## BEGIN Passage given
The Department of Energy estimated CO2 emissions for the United States to equal 1562 million metric tons of carbon equivalents (MMTCE) in 2000, which is 305 MMTCE more than in 1990. With an estimated average annual emission increase of 1.5% per year, the Kyoto Protocol would require the United States to reduce CO2 by about 524 MMTCE in 2008, 549 MMTCE in 2009, 578 MMTCE in 2010, 608 MMTCE in 2011, and 635 MMTCE in 2012. Agricultural and forestry (AF) activities may mitigate greenhouse gas (GHG) emissions through (i) direct emission reductions, (ii) terrestrial carbon sink expansions, and (iii) production of replacements for emission-intensive products (1). Uncertainty and controversy exist about AF's practical mitigation potential, partly because aggregate studies have been lacking (1).

The heterogeneity and management interdependencies in AF make it difficult to assess aggregate economic mitigation potential. Soil properties, climate conditions, and land management history are heterogeneous, and collectively, they result in unique GHG emissions mitigation potential for each field. For example, U.S. carbon concentrations in mineral soil surface layers range from less than 1% organic carbon for sandy soils in warm, dry climates to more than 4% for clay soils in cold, wet climates. Peat soils contain as much as 50% organic carbon. Carbon sequestration potential depends on carbon lost during previous cultivation. Highly degraded soils with low carbon-holding capacity may have greater sequestration potential than fairly undisturbed soils with high capacity.

Interdependencies of crop and livestock management affect the costs and potential for agricultural GHG emission mitigation in four principal ways. First, many agricultural mitigation strategies either compete with or enhance traditional agricultural production. For example, farmers who plant trees cease production of traditional crops on those lands. Thus, carbon sequestration must be worth enough to compensate for forgone revenues. In contrast, long-term soil carbon buildups enhance agricultural productivity. Second, agricultural mitigation strategies either compete with or complement one another. Fields cultivated with switchgrass for biomass electricity generation are unavailable for afforestation. Reduced tillage, however, increases soil carbon sequestration and reduces fossil fuel use and accompanying emissions. Third, interactions arise from multiple gas emissions associated with particular AF mitigation strategies. Increased nitrogen fertilization can increase nitrous oxide emissions, soil carbon sequestration, and GHG emissions during fertilizer manufacture. Fourth, GHG emission abatement strategies can impact other environmental properties such as soil erosion and nutrient leaching. Accounting for all these interdependencies is important to find the true costs of agricultural GHG emission mitigation strategies.
## END Passage given
## BEGIN Dataset rows
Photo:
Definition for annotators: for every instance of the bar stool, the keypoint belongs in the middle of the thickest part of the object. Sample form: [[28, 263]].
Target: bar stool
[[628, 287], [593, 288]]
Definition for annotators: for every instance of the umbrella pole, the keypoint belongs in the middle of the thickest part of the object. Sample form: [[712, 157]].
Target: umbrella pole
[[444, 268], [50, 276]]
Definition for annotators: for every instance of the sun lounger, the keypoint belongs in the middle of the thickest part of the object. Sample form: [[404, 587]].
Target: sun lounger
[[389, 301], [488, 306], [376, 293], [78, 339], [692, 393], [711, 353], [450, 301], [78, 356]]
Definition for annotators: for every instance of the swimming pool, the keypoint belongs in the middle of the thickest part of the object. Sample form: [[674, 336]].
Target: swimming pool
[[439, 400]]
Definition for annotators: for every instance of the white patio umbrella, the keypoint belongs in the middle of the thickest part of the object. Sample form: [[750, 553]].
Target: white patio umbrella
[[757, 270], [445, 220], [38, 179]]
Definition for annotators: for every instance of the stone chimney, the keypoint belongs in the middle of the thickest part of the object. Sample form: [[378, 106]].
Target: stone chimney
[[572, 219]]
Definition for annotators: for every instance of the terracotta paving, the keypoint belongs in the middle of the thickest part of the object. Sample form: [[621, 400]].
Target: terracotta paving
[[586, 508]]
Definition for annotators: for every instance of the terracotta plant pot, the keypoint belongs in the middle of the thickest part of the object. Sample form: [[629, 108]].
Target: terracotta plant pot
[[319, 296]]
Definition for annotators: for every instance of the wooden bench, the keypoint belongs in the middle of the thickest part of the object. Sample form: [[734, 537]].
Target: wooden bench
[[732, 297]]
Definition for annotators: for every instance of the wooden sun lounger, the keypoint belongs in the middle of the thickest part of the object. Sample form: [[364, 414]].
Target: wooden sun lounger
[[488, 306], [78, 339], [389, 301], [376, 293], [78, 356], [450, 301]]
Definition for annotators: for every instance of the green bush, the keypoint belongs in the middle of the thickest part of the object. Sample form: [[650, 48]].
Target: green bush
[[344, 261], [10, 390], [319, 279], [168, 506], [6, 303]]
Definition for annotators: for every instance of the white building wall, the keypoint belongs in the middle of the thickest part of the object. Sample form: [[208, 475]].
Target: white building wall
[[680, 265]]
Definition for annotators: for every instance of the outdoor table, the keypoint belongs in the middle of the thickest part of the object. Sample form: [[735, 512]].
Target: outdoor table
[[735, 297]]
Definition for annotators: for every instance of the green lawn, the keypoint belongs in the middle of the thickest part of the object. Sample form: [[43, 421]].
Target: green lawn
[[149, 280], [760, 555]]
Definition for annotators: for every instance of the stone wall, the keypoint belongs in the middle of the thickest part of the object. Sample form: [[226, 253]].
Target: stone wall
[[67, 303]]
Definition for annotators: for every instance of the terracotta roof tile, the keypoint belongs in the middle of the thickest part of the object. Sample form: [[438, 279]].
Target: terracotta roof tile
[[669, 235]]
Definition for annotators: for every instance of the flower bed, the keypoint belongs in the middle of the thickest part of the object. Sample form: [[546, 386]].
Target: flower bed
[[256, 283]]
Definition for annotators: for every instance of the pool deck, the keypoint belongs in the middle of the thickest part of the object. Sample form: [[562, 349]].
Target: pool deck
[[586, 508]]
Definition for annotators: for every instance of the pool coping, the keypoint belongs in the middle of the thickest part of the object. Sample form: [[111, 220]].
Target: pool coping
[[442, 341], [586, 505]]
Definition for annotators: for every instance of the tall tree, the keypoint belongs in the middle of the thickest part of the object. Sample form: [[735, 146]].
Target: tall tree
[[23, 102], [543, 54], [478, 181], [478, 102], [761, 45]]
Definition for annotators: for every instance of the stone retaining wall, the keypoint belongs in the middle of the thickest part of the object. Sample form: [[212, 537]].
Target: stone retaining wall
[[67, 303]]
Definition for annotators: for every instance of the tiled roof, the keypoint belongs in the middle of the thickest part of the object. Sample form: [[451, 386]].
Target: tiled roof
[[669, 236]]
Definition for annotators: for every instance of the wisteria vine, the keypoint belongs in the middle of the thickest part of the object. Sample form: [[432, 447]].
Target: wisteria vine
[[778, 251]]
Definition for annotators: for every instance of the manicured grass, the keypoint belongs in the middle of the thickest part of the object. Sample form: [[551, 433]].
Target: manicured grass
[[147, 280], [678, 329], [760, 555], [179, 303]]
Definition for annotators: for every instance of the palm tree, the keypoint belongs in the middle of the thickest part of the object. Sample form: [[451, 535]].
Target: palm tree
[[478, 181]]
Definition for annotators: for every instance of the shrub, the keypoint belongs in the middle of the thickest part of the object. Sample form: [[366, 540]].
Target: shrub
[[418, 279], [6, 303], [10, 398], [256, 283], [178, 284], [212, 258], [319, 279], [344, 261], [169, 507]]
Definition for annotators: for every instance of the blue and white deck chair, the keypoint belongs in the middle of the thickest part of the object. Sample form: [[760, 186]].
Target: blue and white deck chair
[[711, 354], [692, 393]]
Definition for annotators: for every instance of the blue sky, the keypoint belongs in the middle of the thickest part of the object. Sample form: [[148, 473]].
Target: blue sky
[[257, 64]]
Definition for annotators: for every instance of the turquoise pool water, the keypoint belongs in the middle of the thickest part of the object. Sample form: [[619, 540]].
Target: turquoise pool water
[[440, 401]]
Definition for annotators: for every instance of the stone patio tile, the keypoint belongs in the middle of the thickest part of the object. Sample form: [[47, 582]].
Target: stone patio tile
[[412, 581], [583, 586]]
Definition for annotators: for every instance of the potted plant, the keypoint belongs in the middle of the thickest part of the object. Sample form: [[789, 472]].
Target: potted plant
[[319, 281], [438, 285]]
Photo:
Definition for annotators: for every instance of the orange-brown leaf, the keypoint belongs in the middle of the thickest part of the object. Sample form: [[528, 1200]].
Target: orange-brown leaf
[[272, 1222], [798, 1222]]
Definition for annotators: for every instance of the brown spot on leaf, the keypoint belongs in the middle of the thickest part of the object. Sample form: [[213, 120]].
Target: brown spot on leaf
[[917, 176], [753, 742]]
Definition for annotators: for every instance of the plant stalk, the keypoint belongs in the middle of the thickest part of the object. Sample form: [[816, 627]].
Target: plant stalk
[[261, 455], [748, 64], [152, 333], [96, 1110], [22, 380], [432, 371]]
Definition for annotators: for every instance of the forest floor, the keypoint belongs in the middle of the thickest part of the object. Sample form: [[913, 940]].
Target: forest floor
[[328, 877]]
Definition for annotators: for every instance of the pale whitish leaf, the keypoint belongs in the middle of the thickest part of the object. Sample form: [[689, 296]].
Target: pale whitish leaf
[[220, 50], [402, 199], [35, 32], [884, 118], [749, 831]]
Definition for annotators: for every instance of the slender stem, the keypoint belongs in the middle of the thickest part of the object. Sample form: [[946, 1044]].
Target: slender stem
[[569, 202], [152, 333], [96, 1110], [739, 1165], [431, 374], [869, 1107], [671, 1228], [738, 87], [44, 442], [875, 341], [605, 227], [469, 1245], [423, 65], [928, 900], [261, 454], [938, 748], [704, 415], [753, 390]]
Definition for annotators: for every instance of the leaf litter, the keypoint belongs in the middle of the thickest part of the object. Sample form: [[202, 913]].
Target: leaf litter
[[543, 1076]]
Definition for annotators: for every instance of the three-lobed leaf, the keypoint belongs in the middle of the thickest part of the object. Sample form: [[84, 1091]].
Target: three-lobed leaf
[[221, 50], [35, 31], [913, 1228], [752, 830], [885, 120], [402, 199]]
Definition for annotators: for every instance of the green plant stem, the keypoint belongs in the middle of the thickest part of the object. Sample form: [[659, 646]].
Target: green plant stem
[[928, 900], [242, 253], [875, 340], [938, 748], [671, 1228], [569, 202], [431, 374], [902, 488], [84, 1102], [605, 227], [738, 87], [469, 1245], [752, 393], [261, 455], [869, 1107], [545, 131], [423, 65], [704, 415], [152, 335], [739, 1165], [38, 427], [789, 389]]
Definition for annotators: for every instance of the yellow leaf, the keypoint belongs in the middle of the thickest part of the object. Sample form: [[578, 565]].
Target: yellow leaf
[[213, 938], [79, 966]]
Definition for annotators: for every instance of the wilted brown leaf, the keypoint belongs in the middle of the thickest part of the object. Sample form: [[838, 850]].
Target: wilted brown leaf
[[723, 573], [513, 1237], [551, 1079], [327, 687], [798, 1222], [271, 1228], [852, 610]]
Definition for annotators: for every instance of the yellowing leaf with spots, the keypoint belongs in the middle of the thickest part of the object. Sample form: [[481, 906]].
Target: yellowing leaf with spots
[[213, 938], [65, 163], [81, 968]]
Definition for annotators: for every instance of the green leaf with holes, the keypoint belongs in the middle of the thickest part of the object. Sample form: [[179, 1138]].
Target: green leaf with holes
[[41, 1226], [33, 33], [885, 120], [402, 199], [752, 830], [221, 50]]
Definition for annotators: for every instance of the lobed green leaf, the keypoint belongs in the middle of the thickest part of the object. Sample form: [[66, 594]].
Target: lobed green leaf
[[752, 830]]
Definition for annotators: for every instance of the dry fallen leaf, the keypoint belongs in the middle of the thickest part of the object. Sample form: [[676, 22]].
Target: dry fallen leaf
## END Dataset rows
**Tasks and exercises**
a - From the passage on farm and forest emission cuts, quote the stretch that opens with the words containing "The Department of" and closes with "been lacking (1).".
b - Summarize the passage on farm and forest emission cuts in two sentences.

**Answers for the tasks**
a -
The Department of Energy estimated CO2 emissions for the United States to equal 1562 million metric tons of carbon equivalents (MMTCE) in 2000, which is 305 MMTCE more than in 1990. With an estimated average annual emission increase of 1.5% per year, the Kyoto Protocol would require the United States to reduce CO2 by about 524 MMTCE in 2008, 549 MMTCE in 2009, 578 MMTCE in 2010, 608 MMTCE in 2011, and 635 MMTCE in 2012. Agricultural and forestry (AF) activities may mitigate greenhouse gas (GHG) emissions through (i) direct emission reductions, (ii) terrestrial carbon sink expansions, and (iii) production of replacements for emission-intensive products (1). Uncertainty and controversy exist about AF's practical mitigation potential, partly because aggregate studies have been lacking (1).

b - U.S. CO2 emissions rose to an estimated 1562 MMTCE in 2000, and agriculture and forestry could help offset them through direct emission cuts, expanded carbon sinks and substitutes for emission-intensive products, though their practical potential is uncertain and disputed. Estimating that potential is difficult because soil, climate and land history vary by field, and because crop and livestock management choices interact with production, with one another, with multiple gases and with other environmental effects, all of which must be counted to find true costs.